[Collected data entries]
● ● ● ● ● ● ●

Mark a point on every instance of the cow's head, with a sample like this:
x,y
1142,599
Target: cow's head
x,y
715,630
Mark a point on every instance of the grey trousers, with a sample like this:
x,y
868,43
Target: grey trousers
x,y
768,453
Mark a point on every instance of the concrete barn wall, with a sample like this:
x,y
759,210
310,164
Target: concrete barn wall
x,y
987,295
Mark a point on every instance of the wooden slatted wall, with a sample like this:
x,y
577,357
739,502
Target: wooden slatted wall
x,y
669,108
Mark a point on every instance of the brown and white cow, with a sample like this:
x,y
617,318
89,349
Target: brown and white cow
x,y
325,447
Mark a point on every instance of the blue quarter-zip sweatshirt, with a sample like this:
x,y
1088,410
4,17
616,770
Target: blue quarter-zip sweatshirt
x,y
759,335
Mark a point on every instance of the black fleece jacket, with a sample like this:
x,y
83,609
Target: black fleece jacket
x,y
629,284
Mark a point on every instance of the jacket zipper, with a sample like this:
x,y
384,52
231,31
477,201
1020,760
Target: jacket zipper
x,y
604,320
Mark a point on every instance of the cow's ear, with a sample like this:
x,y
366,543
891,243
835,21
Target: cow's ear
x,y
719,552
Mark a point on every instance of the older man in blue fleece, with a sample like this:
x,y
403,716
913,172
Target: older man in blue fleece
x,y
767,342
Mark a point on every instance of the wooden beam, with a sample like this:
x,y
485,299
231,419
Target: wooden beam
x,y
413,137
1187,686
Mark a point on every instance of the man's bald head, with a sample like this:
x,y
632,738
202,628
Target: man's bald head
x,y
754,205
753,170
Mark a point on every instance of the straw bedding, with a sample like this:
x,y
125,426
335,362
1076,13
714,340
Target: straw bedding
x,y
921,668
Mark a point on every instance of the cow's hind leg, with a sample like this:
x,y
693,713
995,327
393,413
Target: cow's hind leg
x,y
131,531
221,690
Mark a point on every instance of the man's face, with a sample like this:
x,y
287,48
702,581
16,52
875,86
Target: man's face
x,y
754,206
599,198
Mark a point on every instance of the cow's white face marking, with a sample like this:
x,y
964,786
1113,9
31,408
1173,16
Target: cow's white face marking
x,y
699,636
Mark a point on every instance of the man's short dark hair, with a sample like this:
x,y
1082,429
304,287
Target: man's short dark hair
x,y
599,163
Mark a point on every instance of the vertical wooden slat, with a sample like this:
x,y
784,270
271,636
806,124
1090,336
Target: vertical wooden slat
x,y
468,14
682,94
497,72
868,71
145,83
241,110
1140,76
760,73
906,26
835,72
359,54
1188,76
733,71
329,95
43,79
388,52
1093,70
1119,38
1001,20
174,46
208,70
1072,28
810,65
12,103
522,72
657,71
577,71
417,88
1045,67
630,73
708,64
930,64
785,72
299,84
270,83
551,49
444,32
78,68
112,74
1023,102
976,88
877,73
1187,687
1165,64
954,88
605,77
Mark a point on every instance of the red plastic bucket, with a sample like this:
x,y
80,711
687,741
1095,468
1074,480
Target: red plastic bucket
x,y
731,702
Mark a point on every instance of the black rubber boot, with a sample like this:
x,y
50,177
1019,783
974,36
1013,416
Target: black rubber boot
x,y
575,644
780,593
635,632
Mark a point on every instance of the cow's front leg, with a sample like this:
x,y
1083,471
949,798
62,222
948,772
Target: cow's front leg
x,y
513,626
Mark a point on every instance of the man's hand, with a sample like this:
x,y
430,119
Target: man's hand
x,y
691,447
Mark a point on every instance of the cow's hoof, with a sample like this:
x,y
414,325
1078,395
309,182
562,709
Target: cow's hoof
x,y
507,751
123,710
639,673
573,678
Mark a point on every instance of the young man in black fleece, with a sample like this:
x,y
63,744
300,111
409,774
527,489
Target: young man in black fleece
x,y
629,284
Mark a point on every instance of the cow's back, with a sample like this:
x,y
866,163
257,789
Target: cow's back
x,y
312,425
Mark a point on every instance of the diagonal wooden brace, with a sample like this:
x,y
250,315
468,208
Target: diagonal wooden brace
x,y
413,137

● ● ● ● ● ● ●

Exercise objective —
The lines to quote run from the one containing "Mark a point on every instance of the man's face, with" through the final line of the material above; please give them exactly, both ends included, and nothing else.

Output —
Mark a point on every instance of the man's face, with a sample like this:
x,y
287,48
702,581
16,52
875,86
Target: man's face
x,y
754,206
599,198
Mark a point on every instance of the cow's white face marking, with a sample like this:
x,y
964,786
1113,9
31,408
1173,16
Target: cow's white face marking
x,y
699,636
Mark a point on every instance of the man's short dark hair, with a sample like this:
x,y
1082,429
304,287
Target: man's short dark hair
x,y
599,163
Mark a point on every instance of the vertical wooden slat, with a sample like this:
x,y
784,270
271,636
806,124
1090,336
Target: vertical wooden slat
x,y
468,14
682,94
497,72
868,71
145,83
241,110
1140,76
760,73
906,26
835,72
359,54
1188,76
733,71
329,95
43,79
388,52
1093,70
1119,38
1001,20
174,46
208,70
1072,28
810,65
12,103
522,72
657,71
577,71
417,88
1045,67
630,73
708,64
930,64
785,72
299,84
270,83
551,49
444,32
78,68
112,74
1023,102
976,88
877,73
1187,687
1165,64
954,88
605,77
Mark a point on every instance of the red plastic bucket, with a sample like this:
x,y
80,711
687,741
1095,468
1074,480
Target: red plastic bucket
x,y
731,702
Mark a point on every instance of the black rubber boot, with a sample like this:
x,y
50,177
1019,783
974,36
1013,416
Target: black rubber boot
x,y
575,644
780,593
635,632
Mark a point on every instance of the cow's front leg, with a sample like this:
x,y
1083,471
949,798
62,222
948,772
Target: cow's front leg
x,y
513,626
Mark a point on every instance of the man's hand, with a sample like this:
x,y
430,119
Target: man's hand
x,y
691,447
Mark a point on every instance of the cow's hoof, with a sample like this:
x,y
414,325
1078,395
309,182
562,709
Target: cow's hoof
x,y
507,751
123,710
639,673
573,678
Mark a point on every instance of the young man in black fleece, with a sample like this:
x,y
63,744
300,111
409,774
527,489
Target: young man in black fleece
x,y
629,284
Mark a point on every instance of the cow's back, with a sample like this:
x,y
866,163
257,789
Target: cow's back
x,y
312,425
Mark a point on every instance of the diagonal wooden brace, with a sample like this:
x,y
250,315
468,208
Target: diagonal wooden brace
x,y
413,137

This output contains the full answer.